### YOUR ASSIGNMENT
Exactly as written, return every line of the data below.

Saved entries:
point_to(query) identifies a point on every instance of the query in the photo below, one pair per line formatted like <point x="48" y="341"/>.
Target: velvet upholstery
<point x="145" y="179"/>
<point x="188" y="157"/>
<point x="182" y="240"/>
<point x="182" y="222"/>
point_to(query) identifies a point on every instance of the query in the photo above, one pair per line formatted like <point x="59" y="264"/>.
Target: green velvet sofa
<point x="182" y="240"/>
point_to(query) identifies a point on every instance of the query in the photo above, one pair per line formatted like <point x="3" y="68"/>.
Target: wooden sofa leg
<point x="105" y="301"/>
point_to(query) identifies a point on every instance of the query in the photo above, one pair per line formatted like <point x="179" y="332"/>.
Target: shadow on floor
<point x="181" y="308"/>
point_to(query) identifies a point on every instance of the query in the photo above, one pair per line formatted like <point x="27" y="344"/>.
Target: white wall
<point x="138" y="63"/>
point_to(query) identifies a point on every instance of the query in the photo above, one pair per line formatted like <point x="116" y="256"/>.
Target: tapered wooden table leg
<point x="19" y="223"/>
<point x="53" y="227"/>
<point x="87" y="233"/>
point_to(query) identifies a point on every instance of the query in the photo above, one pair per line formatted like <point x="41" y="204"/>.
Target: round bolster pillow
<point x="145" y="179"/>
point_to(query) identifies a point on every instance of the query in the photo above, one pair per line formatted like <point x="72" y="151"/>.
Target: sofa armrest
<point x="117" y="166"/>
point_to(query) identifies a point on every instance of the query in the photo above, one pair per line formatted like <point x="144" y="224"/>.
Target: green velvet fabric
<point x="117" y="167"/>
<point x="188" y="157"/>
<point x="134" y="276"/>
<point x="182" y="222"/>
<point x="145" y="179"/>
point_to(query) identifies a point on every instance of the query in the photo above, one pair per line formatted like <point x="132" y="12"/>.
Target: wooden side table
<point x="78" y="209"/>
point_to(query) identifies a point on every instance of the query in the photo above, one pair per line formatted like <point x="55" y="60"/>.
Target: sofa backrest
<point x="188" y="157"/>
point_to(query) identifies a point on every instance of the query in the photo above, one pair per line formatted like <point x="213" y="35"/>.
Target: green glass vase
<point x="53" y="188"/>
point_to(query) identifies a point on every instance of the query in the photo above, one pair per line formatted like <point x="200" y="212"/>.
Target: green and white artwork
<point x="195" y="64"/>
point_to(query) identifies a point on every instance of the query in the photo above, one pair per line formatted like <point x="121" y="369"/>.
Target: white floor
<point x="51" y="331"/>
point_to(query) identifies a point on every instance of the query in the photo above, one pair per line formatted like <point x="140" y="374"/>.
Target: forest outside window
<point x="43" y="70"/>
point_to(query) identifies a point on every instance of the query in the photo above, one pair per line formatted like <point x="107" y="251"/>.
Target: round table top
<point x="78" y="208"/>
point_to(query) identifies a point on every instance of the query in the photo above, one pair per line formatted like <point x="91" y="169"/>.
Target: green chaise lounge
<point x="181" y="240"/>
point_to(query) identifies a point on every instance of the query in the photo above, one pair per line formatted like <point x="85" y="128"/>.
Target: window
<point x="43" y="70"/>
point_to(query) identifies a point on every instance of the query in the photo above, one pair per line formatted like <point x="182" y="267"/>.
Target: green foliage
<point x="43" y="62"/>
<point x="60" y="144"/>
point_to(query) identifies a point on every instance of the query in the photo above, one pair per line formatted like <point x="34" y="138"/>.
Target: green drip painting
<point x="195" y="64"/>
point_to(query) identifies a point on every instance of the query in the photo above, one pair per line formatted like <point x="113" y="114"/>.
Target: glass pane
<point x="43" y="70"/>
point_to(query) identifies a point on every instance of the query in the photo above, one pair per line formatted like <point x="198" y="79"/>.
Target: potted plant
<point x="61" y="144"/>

### ANSWER FOR THE TASK
point_to(query) identifies a point on every instance of the query in the photo below, one pair per line formatted like <point x="48" y="341"/>.
Target: velvet upholstery
<point x="145" y="179"/>
<point x="188" y="157"/>
<point x="182" y="240"/>
<point x="182" y="222"/>
point_to(query) identifies a point on every instance of the query in the photo above, one pair per line formatted like <point x="59" y="264"/>.
Target: green velvet sofa
<point x="182" y="240"/>
point_to(query) identifies a point on every instance of the query in the photo above, one pair per line formatted like <point x="3" y="68"/>.
Target: wooden sofa leg
<point x="105" y="301"/>
point_to(query) identifies a point on every instance of the query in the photo above, one pair per line formatted like <point x="179" y="332"/>.
Target: shadow on floor
<point x="181" y="308"/>
point_to(query) identifies a point on every instance of the query in the photo above, one pair per line formatted like <point x="27" y="344"/>.
Target: white wall
<point x="138" y="63"/>
point_to(query) identifies a point on every instance of the query in the photo above, one pair per line formatted like <point x="116" y="256"/>.
Target: tapered wooden table leg
<point x="19" y="223"/>
<point x="53" y="227"/>
<point x="87" y="233"/>
point_to(query) identifies a point on every instance of the query in the photo above, one pair per line formatted like <point x="41" y="204"/>.
Target: round bolster pillow
<point x="145" y="179"/>
point_to(query) identifies a point on every instance of the query in the photo above, one pair per line formatted like <point x="72" y="151"/>.
Target: sofa armrest
<point x="117" y="166"/>
point_to(query) identifies a point on every instance of the query in the photo above, one pair per line formatted like <point x="144" y="224"/>.
Target: green velvet fabric
<point x="117" y="167"/>
<point x="188" y="157"/>
<point x="134" y="276"/>
<point x="182" y="222"/>
<point x="145" y="179"/>
point_to(query) identifies a point on every instance of the query in the photo above, one pair per line formatted like <point x="132" y="12"/>.
Target: wooden side table
<point x="78" y="209"/>
point_to(query) identifies a point on every instance of the query in the photo above, one pair per line formatted like <point x="55" y="60"/>.
Target: sofa backrest
<point x="188" y="157"/>
point_to(query) identifies a point on every instance of the query in the photo above, one pair per line formatted like <point x="213" y="35"/>.
Target: green glass vase
<point x="53" y="188"/>
point_to(query) identifies a point on every instance of the query in the photo above, one pair per line formatted like <point x="200" y="212"/>.
Target: green and white artwork
<point x="195" y="64"/>
point_to(query) identifies a point on every instance of the query in the photo above, one pair per line formatted like <point x="121" y="369"/>.
Target: white floor
<point x="51" y="331"/>
point_to(query) identifies a point on every instance of the query in the photo above, one pair per line formatted like <point x="140" y="374"/>.
Target: forest outside window
<point x="43" y="70"/>
point_to(query) identifies a point on every instance of the query in the photo above, one pair per line formatted like <point x="107" y="251"/>.
Target: round table top
<point x="78" y="208"/>
point_to(query) identifies a point on every instance of the query in the photo above, one pair per line formatted like <point x="91" y="169"/>.
Target: green chaise lounge
<point x="181" y="240"/>
point_to(query) identifies a point on every instance of the query in the photo above, one pair per line formatted like <point x="85" y="128"/>.
Target: window
<point x="43" y="70"/>
point_to(query) identifies a point on every instance of the query in the photo above, one pair per line formatted like <point x="182" y="267"/>.
Target: green foliage
<point x="43" y="62"/>
<point x="60" y="144"/>
point_to(query) identifies a point on every instance of the query in the photo above, one pair per line formatted like <point x="34" y="138"/>.
Target: green drip painting
<point x="195" y="64"/>
point_to(query) identifies a point on every instance of the query in the photo above, one pair per line formatted like <point x="113" y="114"/>.
Target: glass pane
<point x="43" y="70"/>
point_to(query) identifies a point on every instance of the query in the photo above, one pair per line formatted like <point x="198" y="79"/>.
Target: potted plant
<point x="61" y="144"/>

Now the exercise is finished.